■ **WORK INSTRUCTIONS**:
1. Print the stretch of the passage on Bhutanese Hindu refugees from "Suicide rate among Bhutanese Hindus, who" through "in the world.", reproducing it word for word.
2. Answer these questions from the passage on Bhutanese Hindu refugees:
(a) What annual suicide rate did investigators calculate for Bhutanese Hindu refugees resettled in the United States?
(b) Since what year have Bhutanese Hindus been coming to the US under the special resettlement plan?
(c) Which Bhutanese king does the passage name as responsible for the refugees' plight?
3. Give every annual suicide rate cited in the passage on Bhutanese Hindu refugees, along with the group each rate applies to.

*** Opening DOCUMENT EXCERPT ***

Suicide rate among Bhutanese Hindus, who have been coming to the US under a special resettlement plan since 2008 from refugee camps in Nepal, is one of the highest in the world.
According to the U.S. Centers for Disease Control and Prevention the annual suicide rate among Bhutanese Hindu refugees resettled in the United States was calculated by investigators as 21.5 per 100,000, higher than the estimated annual global suicide rate for all persons of 16.0 per 100,000 (1) and the annual suicide rate for U.S. residents of 12.4 per 100,000 (2),.
Bhutanese Hindu nightmare began during the 1990’s, when Bhutan forcibly expelled more than 100,000 minority Nepali-speaking Lhotshampa, the majority of whom were Hindus. The man responsible for their terrible plight was Bhutanese king Jigme Singye Wangchuck, architect of the xenophobic “One Nation, One People” policy.

*** Closing DOCUMENT EXCERPT ***
*** Opening DATA RECORDS ***

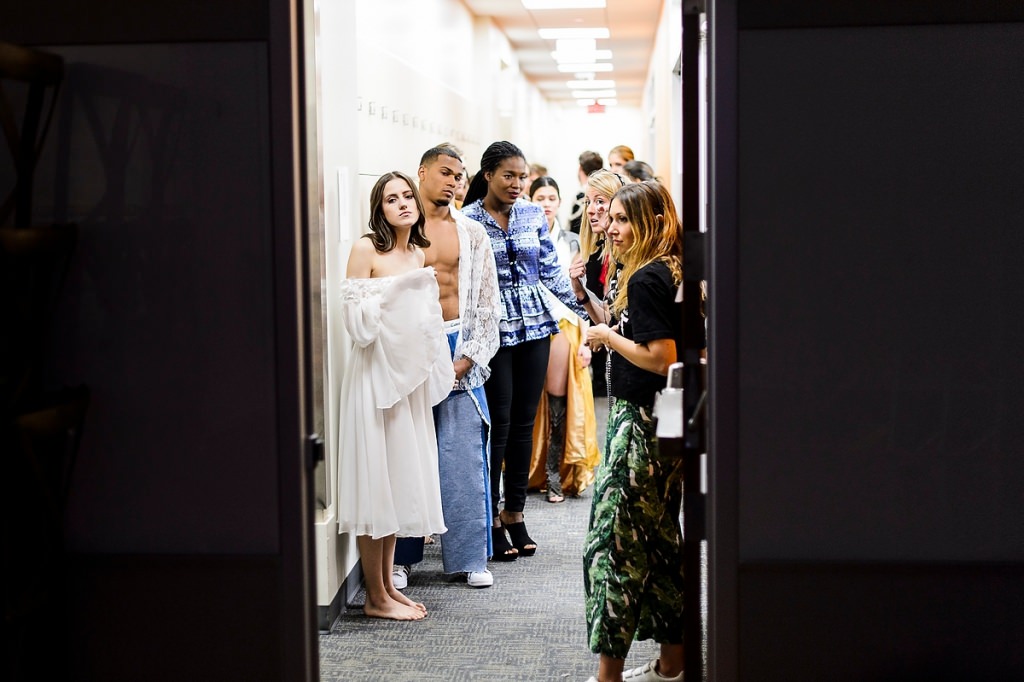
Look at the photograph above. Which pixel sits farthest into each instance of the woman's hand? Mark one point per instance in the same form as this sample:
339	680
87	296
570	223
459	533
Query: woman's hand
597	336
584	354
462	366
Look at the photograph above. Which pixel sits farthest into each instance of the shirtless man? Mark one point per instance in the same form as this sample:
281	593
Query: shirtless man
460	253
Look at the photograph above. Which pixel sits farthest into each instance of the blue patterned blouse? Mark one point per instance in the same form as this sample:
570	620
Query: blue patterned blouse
526	263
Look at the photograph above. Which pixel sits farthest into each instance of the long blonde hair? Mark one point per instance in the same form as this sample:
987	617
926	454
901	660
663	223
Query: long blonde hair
606	183
656	230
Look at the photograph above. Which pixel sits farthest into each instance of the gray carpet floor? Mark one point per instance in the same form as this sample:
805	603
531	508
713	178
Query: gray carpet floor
529	626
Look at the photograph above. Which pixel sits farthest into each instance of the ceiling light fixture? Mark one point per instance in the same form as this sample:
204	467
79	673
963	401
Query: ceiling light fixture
593	94
576	45
556	34
590	68
590	85
563	4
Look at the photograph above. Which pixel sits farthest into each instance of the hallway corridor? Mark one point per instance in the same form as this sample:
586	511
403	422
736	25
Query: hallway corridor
529	626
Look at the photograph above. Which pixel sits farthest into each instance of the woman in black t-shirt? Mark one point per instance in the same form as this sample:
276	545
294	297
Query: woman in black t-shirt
633	556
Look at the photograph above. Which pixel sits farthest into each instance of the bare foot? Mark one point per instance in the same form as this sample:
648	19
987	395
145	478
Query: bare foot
402	599
390	608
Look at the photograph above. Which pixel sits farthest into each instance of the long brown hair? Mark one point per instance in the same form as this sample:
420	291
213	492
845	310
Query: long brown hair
656	230
381	231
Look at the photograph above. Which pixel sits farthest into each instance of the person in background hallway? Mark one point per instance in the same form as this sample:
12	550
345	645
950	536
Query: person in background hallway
565	450
638	171
633	554
397	368
460	253
619	157
595	266
526	262
536	171
589	162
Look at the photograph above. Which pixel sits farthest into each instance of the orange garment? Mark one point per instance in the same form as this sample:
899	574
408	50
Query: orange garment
582	453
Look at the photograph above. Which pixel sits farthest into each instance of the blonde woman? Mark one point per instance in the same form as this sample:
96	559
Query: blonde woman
593	271
633	554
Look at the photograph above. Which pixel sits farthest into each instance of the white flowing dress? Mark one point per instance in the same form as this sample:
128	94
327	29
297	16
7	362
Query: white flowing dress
399	368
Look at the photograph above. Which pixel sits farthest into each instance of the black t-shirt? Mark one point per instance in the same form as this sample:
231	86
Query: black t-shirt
650	313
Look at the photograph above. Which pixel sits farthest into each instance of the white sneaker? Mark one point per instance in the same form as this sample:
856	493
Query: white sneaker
399	577
647	673
480	579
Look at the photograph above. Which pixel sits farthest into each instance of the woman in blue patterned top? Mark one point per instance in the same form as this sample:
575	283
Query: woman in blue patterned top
526	263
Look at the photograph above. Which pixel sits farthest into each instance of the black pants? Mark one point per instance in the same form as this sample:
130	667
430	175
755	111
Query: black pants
517	375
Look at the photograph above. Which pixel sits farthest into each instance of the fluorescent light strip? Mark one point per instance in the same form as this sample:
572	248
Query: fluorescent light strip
593	94
590	85
576	44
577	68
578	57
563	4
560	34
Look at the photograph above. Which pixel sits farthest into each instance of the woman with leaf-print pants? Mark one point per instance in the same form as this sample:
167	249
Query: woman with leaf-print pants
633	555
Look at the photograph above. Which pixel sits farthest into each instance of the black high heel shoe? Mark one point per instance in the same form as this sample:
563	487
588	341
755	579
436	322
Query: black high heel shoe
503	550
520	539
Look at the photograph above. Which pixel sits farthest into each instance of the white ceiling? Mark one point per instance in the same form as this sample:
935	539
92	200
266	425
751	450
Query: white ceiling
633	25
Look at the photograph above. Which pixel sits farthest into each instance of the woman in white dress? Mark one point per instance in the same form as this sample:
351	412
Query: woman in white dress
398	368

*** Closing DATA RECORDS ***

■ **RESPONSES FOR EACH TASK**:
1.
Suicide rate among Bhutanese Hindus, who have been coming to the US under a special resettlement plan since 2008 from refugee camps in Nepal, is one of the highest in the world.

2.
(a) 21.5 per 100,000
(b) 2008
(c) Jigme Singye Wangchuck

3.
- 21.5 per 100,000: Bhutanese Hindu refugees resettled in the United States
- 16.0 per 100,000: all persons globally (estimated)
- 12.4 per 100,000: U.S. residents